[Entries from a pointing dataset]
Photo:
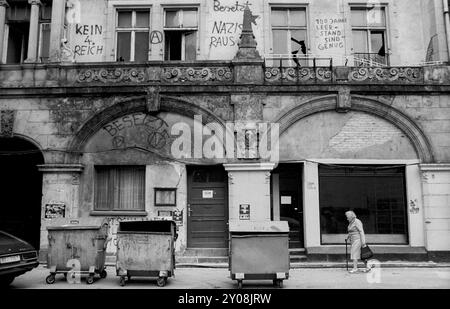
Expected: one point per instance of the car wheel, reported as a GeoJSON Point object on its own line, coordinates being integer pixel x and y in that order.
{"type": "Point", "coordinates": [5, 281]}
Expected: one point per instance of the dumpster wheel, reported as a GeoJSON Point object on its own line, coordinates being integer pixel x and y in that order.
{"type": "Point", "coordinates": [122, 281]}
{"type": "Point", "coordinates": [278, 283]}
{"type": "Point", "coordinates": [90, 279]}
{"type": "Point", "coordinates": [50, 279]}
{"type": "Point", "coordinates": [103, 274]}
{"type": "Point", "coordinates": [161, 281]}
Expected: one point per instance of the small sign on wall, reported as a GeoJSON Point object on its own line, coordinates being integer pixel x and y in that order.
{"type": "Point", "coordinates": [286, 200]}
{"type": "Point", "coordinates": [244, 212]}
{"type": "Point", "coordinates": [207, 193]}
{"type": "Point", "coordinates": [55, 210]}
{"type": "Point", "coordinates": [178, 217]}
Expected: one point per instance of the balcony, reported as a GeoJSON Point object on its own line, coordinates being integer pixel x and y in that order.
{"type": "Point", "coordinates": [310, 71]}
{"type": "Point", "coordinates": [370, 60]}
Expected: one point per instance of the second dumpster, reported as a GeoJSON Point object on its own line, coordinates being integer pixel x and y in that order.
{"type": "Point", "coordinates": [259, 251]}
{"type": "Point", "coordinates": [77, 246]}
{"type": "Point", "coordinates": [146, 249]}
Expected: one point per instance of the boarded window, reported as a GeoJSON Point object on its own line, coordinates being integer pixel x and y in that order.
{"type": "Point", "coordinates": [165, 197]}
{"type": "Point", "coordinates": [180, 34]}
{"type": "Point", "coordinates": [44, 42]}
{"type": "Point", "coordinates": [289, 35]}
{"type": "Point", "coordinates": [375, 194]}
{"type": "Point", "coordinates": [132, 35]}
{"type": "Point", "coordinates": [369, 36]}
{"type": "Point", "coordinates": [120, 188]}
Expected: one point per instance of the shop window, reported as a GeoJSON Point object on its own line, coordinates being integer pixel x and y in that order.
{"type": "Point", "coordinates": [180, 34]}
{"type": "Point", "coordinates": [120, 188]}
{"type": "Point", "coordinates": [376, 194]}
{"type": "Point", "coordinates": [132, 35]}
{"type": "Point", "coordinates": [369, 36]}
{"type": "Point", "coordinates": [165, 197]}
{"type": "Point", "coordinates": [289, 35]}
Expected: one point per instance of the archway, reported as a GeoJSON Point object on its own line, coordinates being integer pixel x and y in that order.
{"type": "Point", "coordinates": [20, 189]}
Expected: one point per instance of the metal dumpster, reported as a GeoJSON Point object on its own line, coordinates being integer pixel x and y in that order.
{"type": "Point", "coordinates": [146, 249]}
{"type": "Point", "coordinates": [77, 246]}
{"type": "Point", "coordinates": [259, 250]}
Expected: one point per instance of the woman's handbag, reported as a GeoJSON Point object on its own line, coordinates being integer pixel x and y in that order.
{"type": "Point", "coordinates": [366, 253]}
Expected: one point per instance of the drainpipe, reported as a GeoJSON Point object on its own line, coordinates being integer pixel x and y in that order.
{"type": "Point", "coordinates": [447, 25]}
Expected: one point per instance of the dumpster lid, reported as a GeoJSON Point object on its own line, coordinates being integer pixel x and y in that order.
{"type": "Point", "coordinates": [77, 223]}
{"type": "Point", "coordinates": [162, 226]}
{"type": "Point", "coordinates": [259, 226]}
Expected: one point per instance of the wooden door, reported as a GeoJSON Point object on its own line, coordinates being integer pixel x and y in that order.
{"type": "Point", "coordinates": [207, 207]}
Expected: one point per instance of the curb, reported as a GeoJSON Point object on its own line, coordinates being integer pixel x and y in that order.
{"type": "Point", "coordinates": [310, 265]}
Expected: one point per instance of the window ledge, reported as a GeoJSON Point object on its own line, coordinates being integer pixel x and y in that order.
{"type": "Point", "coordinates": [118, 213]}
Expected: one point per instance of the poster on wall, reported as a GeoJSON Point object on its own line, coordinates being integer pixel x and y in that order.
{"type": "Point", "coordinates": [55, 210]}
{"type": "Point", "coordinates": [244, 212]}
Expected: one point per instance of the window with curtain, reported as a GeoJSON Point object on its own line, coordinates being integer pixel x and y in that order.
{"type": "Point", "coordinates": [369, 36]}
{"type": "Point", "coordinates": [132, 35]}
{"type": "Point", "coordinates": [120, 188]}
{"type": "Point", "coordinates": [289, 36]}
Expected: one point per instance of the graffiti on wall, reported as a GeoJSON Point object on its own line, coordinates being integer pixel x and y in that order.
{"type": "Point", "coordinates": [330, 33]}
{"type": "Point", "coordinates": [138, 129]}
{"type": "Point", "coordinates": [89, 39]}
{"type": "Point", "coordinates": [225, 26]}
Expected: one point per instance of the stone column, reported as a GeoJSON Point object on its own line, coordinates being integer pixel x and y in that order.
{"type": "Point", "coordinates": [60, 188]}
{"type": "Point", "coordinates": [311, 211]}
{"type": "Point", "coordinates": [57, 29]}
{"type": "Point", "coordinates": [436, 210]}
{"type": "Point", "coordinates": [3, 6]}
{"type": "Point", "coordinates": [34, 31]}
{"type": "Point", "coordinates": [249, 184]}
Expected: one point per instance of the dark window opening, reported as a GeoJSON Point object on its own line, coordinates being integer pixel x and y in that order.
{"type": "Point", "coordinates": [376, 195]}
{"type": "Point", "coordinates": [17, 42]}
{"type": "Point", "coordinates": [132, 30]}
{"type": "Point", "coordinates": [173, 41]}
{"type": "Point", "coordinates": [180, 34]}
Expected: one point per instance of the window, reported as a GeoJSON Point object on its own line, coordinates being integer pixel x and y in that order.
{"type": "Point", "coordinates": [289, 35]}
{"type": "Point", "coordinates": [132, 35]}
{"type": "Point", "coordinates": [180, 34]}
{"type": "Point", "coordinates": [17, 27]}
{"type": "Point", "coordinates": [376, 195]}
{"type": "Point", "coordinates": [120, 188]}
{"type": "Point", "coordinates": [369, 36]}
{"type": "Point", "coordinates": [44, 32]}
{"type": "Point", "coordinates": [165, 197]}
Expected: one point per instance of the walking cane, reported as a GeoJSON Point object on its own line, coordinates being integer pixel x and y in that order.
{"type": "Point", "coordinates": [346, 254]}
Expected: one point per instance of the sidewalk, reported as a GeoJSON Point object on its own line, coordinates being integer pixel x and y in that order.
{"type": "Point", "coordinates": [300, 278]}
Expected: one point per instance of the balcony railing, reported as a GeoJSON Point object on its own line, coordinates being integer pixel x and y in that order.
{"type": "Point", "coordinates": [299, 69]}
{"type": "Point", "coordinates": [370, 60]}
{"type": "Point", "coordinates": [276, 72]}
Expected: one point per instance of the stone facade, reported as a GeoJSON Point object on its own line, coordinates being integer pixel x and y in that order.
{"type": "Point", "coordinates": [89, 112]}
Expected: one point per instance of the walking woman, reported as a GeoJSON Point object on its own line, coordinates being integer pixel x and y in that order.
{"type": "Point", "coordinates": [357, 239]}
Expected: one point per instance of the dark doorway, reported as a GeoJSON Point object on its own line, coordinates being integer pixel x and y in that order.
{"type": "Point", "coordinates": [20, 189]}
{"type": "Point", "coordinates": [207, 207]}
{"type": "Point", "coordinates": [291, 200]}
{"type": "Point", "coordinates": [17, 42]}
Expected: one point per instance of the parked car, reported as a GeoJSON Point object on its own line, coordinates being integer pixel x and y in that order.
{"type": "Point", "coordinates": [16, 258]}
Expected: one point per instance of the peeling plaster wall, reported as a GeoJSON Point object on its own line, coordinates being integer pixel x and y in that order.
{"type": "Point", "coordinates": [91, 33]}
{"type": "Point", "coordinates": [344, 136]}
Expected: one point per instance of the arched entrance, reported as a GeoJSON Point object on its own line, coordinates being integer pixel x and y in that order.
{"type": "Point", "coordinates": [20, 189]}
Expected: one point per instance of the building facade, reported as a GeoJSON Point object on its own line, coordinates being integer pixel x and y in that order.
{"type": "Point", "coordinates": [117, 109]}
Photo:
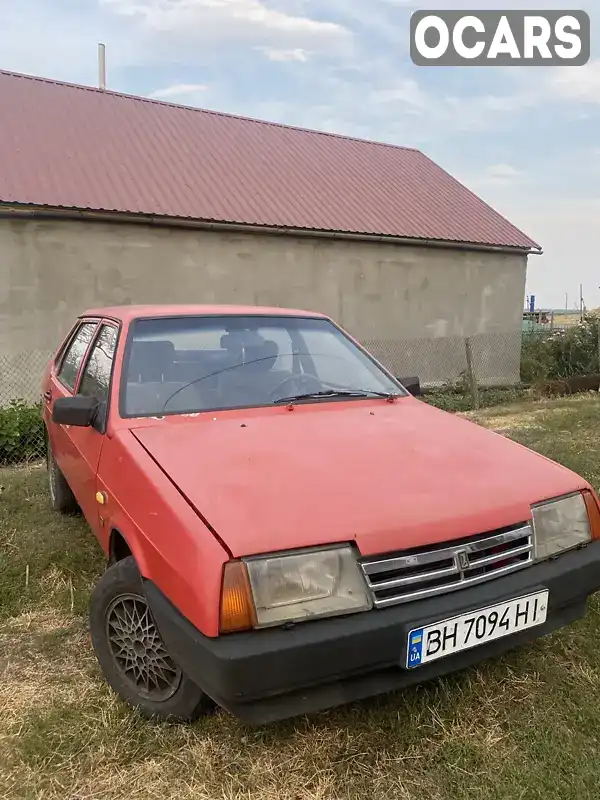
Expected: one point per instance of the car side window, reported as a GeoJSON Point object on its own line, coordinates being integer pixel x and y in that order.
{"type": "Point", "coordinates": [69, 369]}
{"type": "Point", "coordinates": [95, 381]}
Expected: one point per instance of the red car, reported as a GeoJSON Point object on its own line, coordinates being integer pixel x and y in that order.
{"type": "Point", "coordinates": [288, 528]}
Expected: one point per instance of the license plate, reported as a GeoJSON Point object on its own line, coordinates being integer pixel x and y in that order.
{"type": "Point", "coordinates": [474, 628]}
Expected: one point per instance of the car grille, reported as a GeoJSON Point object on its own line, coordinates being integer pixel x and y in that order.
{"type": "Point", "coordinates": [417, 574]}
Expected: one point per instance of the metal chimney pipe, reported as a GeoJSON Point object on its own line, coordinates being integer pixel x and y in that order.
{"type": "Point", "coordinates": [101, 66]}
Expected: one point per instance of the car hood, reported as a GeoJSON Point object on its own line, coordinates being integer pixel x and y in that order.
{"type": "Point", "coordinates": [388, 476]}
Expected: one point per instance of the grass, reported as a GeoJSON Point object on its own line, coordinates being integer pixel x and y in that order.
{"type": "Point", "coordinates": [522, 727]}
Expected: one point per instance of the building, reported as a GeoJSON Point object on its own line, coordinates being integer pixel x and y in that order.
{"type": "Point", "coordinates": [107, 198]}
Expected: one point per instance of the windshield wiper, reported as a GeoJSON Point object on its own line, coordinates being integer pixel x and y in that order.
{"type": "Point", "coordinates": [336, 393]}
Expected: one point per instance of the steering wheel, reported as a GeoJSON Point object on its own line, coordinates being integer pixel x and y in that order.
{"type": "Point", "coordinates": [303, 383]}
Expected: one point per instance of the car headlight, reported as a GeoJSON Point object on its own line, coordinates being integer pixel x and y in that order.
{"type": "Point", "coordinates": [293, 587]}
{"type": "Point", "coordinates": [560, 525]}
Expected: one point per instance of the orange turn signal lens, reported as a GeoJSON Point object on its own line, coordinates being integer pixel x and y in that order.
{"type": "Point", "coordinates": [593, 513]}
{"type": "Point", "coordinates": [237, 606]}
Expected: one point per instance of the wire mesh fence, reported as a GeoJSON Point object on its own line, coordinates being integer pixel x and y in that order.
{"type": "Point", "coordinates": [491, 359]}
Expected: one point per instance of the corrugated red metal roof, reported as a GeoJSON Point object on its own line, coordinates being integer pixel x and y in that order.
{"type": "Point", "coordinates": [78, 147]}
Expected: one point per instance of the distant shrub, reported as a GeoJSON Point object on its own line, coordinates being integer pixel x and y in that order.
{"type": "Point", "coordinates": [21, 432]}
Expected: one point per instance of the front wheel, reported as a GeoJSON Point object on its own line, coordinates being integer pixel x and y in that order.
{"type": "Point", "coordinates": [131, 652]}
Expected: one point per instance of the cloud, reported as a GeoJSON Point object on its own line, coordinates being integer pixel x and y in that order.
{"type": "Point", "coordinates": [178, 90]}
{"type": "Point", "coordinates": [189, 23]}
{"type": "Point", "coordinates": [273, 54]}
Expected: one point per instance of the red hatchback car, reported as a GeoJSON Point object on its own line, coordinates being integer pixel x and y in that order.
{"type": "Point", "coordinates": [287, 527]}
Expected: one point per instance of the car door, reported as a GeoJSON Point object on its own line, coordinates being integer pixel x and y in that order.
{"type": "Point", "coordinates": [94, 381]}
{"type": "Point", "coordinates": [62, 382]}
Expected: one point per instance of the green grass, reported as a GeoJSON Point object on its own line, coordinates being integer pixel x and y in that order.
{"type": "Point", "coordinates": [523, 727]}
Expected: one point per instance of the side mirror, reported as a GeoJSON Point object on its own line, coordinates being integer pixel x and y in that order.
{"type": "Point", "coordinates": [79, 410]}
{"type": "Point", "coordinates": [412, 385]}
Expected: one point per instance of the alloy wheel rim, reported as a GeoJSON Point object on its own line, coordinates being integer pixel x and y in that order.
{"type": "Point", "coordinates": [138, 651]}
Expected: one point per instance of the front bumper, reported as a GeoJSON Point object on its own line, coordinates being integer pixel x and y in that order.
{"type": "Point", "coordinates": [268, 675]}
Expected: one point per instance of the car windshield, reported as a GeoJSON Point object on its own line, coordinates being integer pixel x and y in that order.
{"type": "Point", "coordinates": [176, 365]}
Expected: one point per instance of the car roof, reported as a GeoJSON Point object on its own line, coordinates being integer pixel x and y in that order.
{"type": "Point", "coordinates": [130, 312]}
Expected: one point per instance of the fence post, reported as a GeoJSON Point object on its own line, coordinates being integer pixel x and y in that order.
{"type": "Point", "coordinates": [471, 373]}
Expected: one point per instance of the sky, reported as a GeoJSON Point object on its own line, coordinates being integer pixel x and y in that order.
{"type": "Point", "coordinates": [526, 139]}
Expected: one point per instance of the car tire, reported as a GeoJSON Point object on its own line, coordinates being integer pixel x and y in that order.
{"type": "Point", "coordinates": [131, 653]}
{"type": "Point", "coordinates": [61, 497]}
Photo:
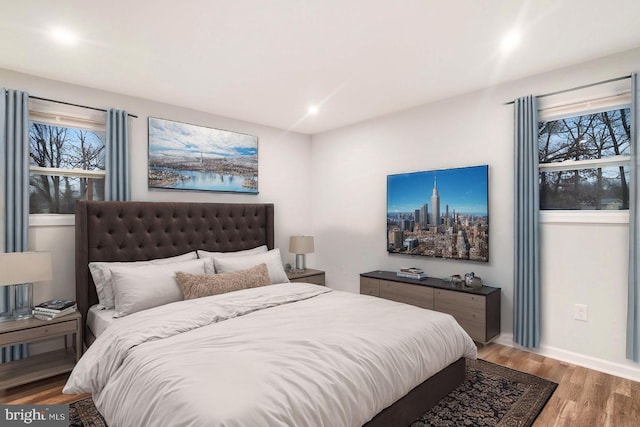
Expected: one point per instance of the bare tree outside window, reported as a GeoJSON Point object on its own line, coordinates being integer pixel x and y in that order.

* Short problem:
Starting with the line that holds "Expected: one point per instance of the front bumper, reported", repeat exactly every line through the end of the material above, both ends included, without the pictures.

* Reply to the exercise:
Expected: one point per instance of the front bumper, reported as a GeoJSON Point object on its own line, coordinates being integer pixel x and y in that order.
{"type": "Point", "coordinates": [268, 675]}
Expected: one point per instance of the car windshield, reported as a GeoJSON Point object on its own line, coordinates being integer pixel x and y in that order.
{"type": "Point", "coordinates": [176, 365]}
Expected: one point per instance of the car roof, reported as a GeoJSON Point object on its own line, coordinates being integer pixel x and y in that order.
{"type": "Point", "coordinates": [130, 312]}
Expected: one point per instance of the fence post, reported as a GeoJSON Point object on its own line, coordinates being integer pixel x and y in that order.
{"type": "Point", "coordinates": [471, 373]}
Expected: one point per instance of the sky, reported as a GeoJSON Point object on its own line, coordinates being integer pixel x and y in that order.
{"type": "Point", "coordinates": [526, 139]}
Expected: one point per instance of the car tire, reported as a GeoJSON Point object on its own line, coordinates being integer pixel x and y in that order.
{"type": "Point", "coordinates": [131, 653]}
{"type": "Point", "coordinates": [61, 497]}
Photo:
Expected: one point per instance of the bare tree outside window, reported as a GeoJSON Point object on its own line, coordinates being integer pixel x and y in that order.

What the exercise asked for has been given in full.